- _EXERCISE PROMPT_:
Could you copy out all of the entries exactly?

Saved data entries
--------------------

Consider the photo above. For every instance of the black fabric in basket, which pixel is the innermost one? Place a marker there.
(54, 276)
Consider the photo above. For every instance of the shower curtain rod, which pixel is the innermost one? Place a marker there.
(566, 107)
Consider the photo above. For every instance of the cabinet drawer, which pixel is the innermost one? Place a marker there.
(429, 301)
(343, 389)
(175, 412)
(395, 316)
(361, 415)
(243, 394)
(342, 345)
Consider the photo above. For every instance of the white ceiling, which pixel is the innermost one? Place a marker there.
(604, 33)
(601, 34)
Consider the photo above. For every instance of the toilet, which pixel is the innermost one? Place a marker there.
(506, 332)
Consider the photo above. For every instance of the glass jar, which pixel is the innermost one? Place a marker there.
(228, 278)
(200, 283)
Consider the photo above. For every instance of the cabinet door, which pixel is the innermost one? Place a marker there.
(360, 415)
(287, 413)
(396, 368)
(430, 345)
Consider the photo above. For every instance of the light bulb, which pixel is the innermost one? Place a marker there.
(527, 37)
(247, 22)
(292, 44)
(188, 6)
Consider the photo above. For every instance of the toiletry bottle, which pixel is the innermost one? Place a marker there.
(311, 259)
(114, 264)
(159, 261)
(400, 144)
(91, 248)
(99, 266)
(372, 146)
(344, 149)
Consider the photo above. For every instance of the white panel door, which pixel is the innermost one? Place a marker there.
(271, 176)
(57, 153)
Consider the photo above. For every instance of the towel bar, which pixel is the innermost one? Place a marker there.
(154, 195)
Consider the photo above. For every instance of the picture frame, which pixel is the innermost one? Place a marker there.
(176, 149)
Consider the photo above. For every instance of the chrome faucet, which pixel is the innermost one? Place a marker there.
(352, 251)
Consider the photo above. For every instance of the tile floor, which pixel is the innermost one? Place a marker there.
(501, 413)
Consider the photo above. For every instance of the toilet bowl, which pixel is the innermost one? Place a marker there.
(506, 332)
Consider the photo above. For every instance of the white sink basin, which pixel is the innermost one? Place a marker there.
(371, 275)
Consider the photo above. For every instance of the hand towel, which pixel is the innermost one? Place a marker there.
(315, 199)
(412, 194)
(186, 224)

--------------------

- _RESULT OF THE EXERCISE_:
Consider the photo above. For every instance of the black fabric in basket, which pixel is the innermost one? Place a marker there.
(54, 276)
Consider the photo above. For every instance of the shower curtain rod, which pixel is the innermost one? Place a marker there.
(566, 107)
Consider the photo above. For every instance of the cabinet drawer, which pixel is the innermost one? Place a marker there.
(429, 301)
(343, 389)
(175, 412)
(395, 316)
(361, 415)
(243, 394)
(342, 345)
Consider the photo above. For every instance of the white ceiling, which pixel is the innermost one? Place a marker there.
(604, 33)
(601, 34)
Consider the photo above. For every instance of the toilet, which pixel is the innermost one? Place a marker there.
(506, 332)
Consider the photo above. For every instance of the glass jar, which pixel is the innermost one? Place a marker there.
(228, 278)
(200, 283)
Consider the photo above. For every instance of the cabinet door, which pixel is the innermost one? Place a marker there.
(360, 415)
(287, 413)
(396, 368)
(430, 345)
Consider the photo above. For every instance of the light bulb, which pixel is the innermost one? Place a marker there.
(527, 37)
(247, 22)
(292, 44)
(188, 6)
Consider the photo above. For every instance of the toiletry bottle, which pixel is the innermost one? Place a marker there.
(311, 259)
(114, 264)
(159, 261)
(400, 144)
(91, 248)
(99, 266)
(372, 146)
(344, 149)
Consider the photo above. For every instance of the white panel door, which pixel is the innermost one? Place a marker there.
(271, 176)
(57, 153)
Consider the photo above. For every instance of the towel bar, which pixel is the innermost one? Place a marker there.
(154, 195)
Consider the photo above. For every instance of the picture frame, which pixel is the innermost one? Place a marker there.
(176, 149)
Consider the photo above. For every instance of the chrome faucet, which pixel is the innermost one? Place a marker there.
(352, 251)
Consider the photo above. For every instance of the tile floor, which pixel is the innermost one? Place a marker there.
(501, 413)
Consider the photo above. For every instance of the toilet bowl, which pixel is the innermost one? Place a marker there.
(506, 332)
Consider the photo above. For every instance of the white sink basin, which pixel is the innermost one? Place a marker there.
(371, 275)
Consider the photo above. For every instance of the hand towel, which pixel is the innermost one? Place a marker there.
(315, 199)
(412, 194)
(186, 224)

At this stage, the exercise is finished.